**TASK DIRECTIONS**.
Lay out every line of the rows below as a numbered list, skipping any blank lines. Leave the pictures out of your answer.

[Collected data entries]
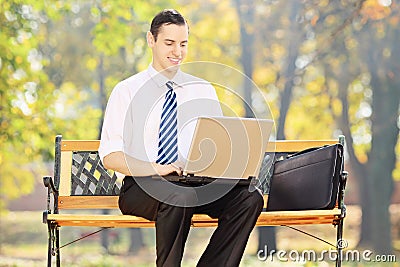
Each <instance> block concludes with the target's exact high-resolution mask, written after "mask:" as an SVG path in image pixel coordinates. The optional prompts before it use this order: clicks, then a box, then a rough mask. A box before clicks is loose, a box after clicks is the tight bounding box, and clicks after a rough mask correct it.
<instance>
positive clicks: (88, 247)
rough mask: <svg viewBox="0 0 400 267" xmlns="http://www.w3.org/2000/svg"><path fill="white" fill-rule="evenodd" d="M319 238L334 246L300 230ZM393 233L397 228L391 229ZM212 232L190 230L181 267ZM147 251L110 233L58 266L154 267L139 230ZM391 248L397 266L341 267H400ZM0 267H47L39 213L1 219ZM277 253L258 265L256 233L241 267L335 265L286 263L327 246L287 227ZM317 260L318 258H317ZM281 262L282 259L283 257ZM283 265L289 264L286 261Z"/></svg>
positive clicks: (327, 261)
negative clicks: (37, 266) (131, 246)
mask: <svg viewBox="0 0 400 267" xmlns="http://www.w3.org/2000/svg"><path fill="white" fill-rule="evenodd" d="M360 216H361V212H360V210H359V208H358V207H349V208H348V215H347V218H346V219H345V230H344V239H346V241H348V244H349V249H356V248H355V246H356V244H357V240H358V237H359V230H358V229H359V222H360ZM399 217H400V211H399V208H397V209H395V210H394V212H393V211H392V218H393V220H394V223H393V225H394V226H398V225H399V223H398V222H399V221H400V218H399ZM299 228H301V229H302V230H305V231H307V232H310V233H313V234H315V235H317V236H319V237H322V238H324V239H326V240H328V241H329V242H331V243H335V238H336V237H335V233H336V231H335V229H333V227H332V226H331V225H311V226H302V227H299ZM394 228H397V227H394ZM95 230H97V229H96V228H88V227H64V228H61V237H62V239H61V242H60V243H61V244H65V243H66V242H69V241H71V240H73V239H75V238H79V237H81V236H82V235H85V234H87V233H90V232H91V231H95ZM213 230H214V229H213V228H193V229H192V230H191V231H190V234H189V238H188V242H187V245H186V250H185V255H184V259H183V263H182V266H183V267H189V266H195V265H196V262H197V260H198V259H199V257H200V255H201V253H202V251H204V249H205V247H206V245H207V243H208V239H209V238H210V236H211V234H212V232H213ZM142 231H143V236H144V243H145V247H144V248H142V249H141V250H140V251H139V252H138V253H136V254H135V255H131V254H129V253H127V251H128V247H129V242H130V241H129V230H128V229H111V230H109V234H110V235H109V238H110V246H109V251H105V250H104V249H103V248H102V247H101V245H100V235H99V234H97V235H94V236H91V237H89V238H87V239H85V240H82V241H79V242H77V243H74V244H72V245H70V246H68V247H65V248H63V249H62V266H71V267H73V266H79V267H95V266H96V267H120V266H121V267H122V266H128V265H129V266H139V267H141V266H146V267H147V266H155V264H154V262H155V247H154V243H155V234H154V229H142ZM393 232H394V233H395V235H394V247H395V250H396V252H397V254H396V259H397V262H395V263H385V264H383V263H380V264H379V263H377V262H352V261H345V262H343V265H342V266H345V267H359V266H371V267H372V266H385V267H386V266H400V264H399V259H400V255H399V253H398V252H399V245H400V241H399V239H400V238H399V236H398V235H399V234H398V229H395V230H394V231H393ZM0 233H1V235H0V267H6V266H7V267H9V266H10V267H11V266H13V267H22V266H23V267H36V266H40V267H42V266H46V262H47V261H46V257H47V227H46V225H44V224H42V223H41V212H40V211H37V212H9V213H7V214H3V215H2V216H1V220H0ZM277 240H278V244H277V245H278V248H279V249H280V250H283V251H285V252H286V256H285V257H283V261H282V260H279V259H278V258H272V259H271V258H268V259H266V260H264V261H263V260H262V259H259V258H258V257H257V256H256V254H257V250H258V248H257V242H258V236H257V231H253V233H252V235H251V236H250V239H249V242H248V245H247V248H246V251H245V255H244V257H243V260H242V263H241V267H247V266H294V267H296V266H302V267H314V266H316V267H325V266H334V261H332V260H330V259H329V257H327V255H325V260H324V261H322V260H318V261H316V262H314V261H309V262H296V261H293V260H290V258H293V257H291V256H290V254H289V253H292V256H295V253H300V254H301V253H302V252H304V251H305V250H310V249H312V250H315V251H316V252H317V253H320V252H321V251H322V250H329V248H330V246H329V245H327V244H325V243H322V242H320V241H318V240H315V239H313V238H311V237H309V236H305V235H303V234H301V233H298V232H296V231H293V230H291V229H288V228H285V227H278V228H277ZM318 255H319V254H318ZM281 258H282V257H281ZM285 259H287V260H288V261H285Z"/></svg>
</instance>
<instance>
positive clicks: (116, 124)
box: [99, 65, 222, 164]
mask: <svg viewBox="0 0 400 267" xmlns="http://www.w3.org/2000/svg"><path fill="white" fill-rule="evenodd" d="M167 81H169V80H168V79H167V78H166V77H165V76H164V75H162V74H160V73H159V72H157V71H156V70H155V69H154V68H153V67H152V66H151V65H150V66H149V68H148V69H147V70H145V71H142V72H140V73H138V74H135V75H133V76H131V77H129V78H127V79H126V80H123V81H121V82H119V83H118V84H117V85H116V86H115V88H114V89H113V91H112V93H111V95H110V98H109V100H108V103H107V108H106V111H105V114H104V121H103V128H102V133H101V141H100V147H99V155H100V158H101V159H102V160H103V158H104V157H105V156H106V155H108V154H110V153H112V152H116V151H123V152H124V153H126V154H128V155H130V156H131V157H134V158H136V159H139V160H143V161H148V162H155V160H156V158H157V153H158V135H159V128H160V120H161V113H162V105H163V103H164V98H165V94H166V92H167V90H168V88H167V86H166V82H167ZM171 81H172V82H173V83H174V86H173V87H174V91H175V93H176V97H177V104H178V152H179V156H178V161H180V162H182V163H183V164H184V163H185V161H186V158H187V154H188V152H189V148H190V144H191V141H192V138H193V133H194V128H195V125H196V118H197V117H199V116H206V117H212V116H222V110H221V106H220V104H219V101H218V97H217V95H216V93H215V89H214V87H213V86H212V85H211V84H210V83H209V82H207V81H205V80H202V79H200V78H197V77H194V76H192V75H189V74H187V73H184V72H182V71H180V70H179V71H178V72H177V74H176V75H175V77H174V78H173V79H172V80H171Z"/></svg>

**ANSWER TO THIS EXERCISE**.
1. Each <instance> block concludes with the target's exact high-resolution mask, written after "mask:" as an SVG path in image pixel coordinates. The optional prompts before it use this order: clicks, then a box, then a rough mask. A box before clicks is loose, a box after clicks is the tight bounding box, and clicks after a rough mask correct it.
2. <instance>
3. positive clicks: (88, 247)
4. rough mask: <svg viewBox="0 0 400 267" xmlns="http://www.w3.org/2000/svg"><path fill="white" fill-rule="evenodd" d="M319 238L334 246L300 230ZM393 233L397 228L391 229ZM212 232L190 230L181 267ZM147 251L110 233L58 266L154 267L139 230ZM391 248L397 266L341 267H400ZM0 267H47L39 213L1 219ZM277 253L258 265L256 233L241 267L335 265L286 263L327 246L287 227ZM317 260L318 258H317ZM281 262L282 259L283 257ZM283 265L289 264L286 261Z"/></svg>
5. positive clicks: (327, 261)
6. negative clicks: (37, 266) (131, 246)
7. mask: <svg viewBox="0 0 400 267" xmlns="http://www.w3.org/2000/svg"><path fill="white" fill-rule="evenodd" d="M360 216H361V212H360V210H359V208H358V207H349V208H348V215H347V218H346V219H345V230H344V239H346V241H348V244H349V249H356V248H355V246H356V244H357V240H358V237H359V230H358V229H359V222H360ZM399 217H400V211H399V208H397V209H395V210H394V212H393V211H392V218H393V220H394V223H393V225H394V226H398V225H399V223H398V222H399V221H400V218H399ZM299 228H301V229H302V230H305V231H307V232H310V233H313V234H315V235H317V236H319V237H322V238H324V239H326V240H328V241H329V242H331V243H335V238H336V237H335V233H336V231H335V229H333V227H332V226H331V225H311V226H302V227H299ZM394 228H397V227H394ZM95 230H97V229H96V228H88V227H64V228H61V237H62V239H61V242H60V243H61V244H65V243H66V242H69V241H71V240H73V239H75V238H79V237H81V236H82V235H85V234H87V233H90V232H91V231H95ZM213 230H214V229H213V228H193V229H192V230H191V231H190V234H189V238H188V242H187V245H186V250H185V255H184V259H183V263H182V266H183V267H189V266H195V265H196V262H197V260H198V259H199V257H200V255H201V253H202V251H204V249H205V247H206V245H207V243H208V239H209V238H210V236H211V234H212V232H213ZM142 231H143V236H144V243H145V247H144V248H142V249H141V250H140V251H139V252H138V253H136V254H135V255H131V254H129V253H127V251H128V247H129V242H130V241H129V230H128V229H111V230H109V234H110V235H109V238H110V246H109V251H105V250H104V249H103V248H102V247H101V245H100V235H99V234H97V235H94V236H91V237H89V238H87V239H85V240H82V241H79V242H77V243H74V244H72V245H70V246H68V247H65V248H63V249H62V266H71V267H73V266H79V267H95V266H96V267H120V266H121V267H122V266H128V265H129V266H139V267H141V266H146V267H147V266H155V264H154V262H155V247H154V243H155V234H154V229H142ZM393 232H394V233H395V235H394V247H395V250H396V252H397V254H396V259H397V262H395V263H385V264H383V263H380V264H379V263H377V262H352V261H345V262H343V265H342V266H345V267H359V266H371V267H372V266H385V267H386V266H400V264H399V259H400V255H399V253H398V252H399V245H400V241H399V239H400V238H399V236H398V235H399V234H398V229H395V230H394V231H393ZM0 233H1V235H0V267H6V266H7V267H9V266H10V267H11V266H13V267H22V266H23V267H36V266H40V267H42V266H46V262H47V261H46V257H47V227H46V225H44V224H42V223H41V212H40V211H37V212H9V213H7V214H3V215H2V216H1V220H0ZM277 240H278V244H277V245H278V248H279V249H280V250H283V251H285V252H286V256H285V257H283V261H282V260H279V259H278V258H272V259H271V258H268V259H266V260H264V261H263V260H262V259H259V258H258V257H257V256H256V254H257V250H258V248H257V242H258V236H257V231H253V233H252V235H251V236H250V239H249V242H248V245H247V248H246V251H245V255H244V257H243V260H242V263H241V267H247V266H294V267H296V266H302V267H314V266H316V267H325V266H334V261H332V260H330V259H329V257H327V255H325V260H324V261H322V260H318V261H316V262H314V261H309V262H296V261H293V260H290V258H293V257H291V256H290V254H289V253H292V256H295V253H300V254H301V253H302V252H304V251H305V250H310V249H312V250H315V251H316V252H317V253H320V252H321V251H322V250H329V248H330V246H329V245H327V244H325V243H322V242H320V241H318V240H315V239H313V238H311V237H309V236H305V235H303V234H301V233H298V232H296V231H293V230H291V229H288V228H285V227H278V228H277ZM318 255H319V254H318ZM281 258H282V257H281ZM285 259H287V260H288V261H285Z"/></svg>
8. </instance>
9. <instance>
10. positive clicks: (116, 124)
11. box: [99, 65, 222, 164]
12. mask: <svg viewBox="0 0 400 267" xmlns="http://www.w3.org/2000/svg"><path fill="white" fill-rule="evenodd" d="M167 81H169V80H168V79H167V78H166V77H165V76H164V75H162V74H160V73H159V72H157V71H156V70H155V69H154V68H153V67H152V66H151V65H150V66H149V68H148V69H147V70H145V71H142V72H140V73H138V74H135V75H133V76H131V77H129V78H127V79H126V80H123V81H121V82H119V83H118V84H117V85H116V86H115V88H114V89H113V91H112V93H111V95H110V98H109V100H108V103H107V108H106V111H105V114H104V121H103V128H102V133H101V141H100V147H99V155H100V158H101V159H102V160H103V158H104V157H105V156H106V155H108V154H110V153H112V152H116V151H123V152H124V153H126V154H128V155H130V156H131V157H134V158H136V159H139V160H143V161H148V162H155V160H156V158H157V153H158V135H159V128H160V120H161V113H162V105H163V103H164V98H165V94H166V92H167V90H168V88H167V86H166V82H167ZM171 81H172V82H173V83H174V86H173V87H174V91H175V93H176V97H177V104H178V152H179V156H178V161H180V162H182V163H183V164H184V163H185V161H186V158H187V154H188V152H189V148H190V144H191V141H192V138H193V133H194V128H195V125H196V118H197V117H199V116H206V117H212V116H222V110H221V106H220V104H219V101H218V97H217V95H216V93H215V89H214V87H213V86H212V85H211V84H210V83H209V82H207V81H205V80H202V79H200V78H197V77H194V76H192V75H189V74H187V73H184V72H182V71H180V70H179V71H178V72H177V74H176V75H175V77H174V78H173V79H172V80H171Z"/></svg>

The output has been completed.